■ **Exercise details**
Format every line of the material below as a JSON list of strings, with one string per line and blank lines omitted.

::::::::::

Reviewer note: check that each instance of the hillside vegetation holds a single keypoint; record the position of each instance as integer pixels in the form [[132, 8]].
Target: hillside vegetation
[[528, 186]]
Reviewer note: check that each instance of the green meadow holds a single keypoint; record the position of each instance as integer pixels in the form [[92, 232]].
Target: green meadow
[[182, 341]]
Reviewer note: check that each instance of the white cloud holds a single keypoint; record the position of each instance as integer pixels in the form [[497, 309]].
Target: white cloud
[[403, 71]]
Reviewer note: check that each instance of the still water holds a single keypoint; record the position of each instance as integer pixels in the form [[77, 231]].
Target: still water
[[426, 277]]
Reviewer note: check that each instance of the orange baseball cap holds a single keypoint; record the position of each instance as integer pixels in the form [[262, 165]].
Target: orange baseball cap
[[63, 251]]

::::::::::

■ **Finished task**
[
  "Reviewer note: check that each instance of the hillside vegetation holds a single keypoint; record the position of each instance as integer pixels in the form [[132, 8]].",
  "Target: hillside vegetation",
  "[[528, 186]]",
  "Reviewer note: check that each instance of the green meadow holds a single keypoint; record the position of each instance as integer pixels in the form [[92, 232]].",
  "Target: green meadow",
  "[[182, 341]]",
  "Reviewer note: check that each instance of the white cloud holds a single keypoint; record the position of each instance as integer pixels in the form [[497, 309]].",
  "Target: white cloud",
  "[[403, 71]]",
  "Reviewer note: check that each instance of the still water holds a single keypoint; record the position of each instance as integer pixels in the form [[77, 231]].",
  "Target: still water",
  "[[426, 277]]",
  "Reviewer note: check that each instance of the orange baseball cap holds a single keypoint; record the position of each instance as integer pixels in the form [[262, 165]].",
  "Target: orange baseball cap",
  "[[63, 251]]"
]